> **Exercise instructions**:
1 – Name the periods of the writer's life that the essay on personal change mentions.
2 – In the essay on personal change, what does the writer say "me" is instead of a destination?
3 – Write the next few sentences of the essay on personal change, starting after its last sentence.
====== Reading text ======
This thought is as freeing as it is slightly upsetting.

On one hand, it is freeing because it tells me that I can be the ever-changing me. On the other hand, it causes me to face the fact that I am at all times the ever-changing me. I am change. I am a process, never a product. So there is never a “me” that I can ever become, because “me” is not a destination, it is a constantly evolving process.

I remember after being a teenager thinking that I would never experience a fundamental change as big as puberty, and then being surprised to find that college had its own life-altering, fundamental self-reassessments. Then again, at the end of college, I believed:  “Well, I finally know who I am, and I get life. Phew!”  I was wrong.  Again.

I’m not sure if you can ever be “you,” or that you can ever “get” life. Because there is no “you” to be, that is, if you define “you” as being a permanent, non-changing organism. There is also no “getting” of life, if you define “life” as also being a permanent non-changing organism. You and life are always changing, so you cannot possibly arrive at any real, concrete understanding of life and you. Other than that both You and Life will continue to change.
====== Stored data ======
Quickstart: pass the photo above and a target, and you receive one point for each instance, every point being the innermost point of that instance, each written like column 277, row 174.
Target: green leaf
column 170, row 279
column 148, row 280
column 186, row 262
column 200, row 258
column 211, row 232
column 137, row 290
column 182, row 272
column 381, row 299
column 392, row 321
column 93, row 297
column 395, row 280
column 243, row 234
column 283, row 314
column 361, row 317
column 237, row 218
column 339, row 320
======
> **Per-task answers**:
1 – Being a teenager (puberty), college, and the end of college.

2 – A constantly evolving process.

3 –
I wonder if the idea that change is always happening within us and around us can’t be taught to people at a very young age as a fundamental part of our education.

Because it is change that seems to be the number one factor that causes conflicts in relationships: friendships, romantic relationships, family relationships and community relationships.  How often have you heard that the reason someone broke up was because “he changed” or “she changed” or “he wasn’t the man I married, etc.” How often have you felt that someone in your family did not understand you because they saw you as the child you were when you were growing up, or the rebellious teenager you used to be? Not as the adult you are now?  How often have you seen a community rebel against a fundamental change in society because of fear it might destroy tradition?  They are all working on the idea that there is some part of life that does not change, and they would be wrong about this assumption.

When people do not respect that you are always changing, and are not ever going to be a finished product, they tend to limit you, cause you to stagnate, frustrate you, and this in turn causes conflict. They want you to stay the same, but it’s impossible for you to do so. So you either leave them, or the relationship remains strained, or you lead them to understand the truth:  you have changed, you are changing, and you will always be changing.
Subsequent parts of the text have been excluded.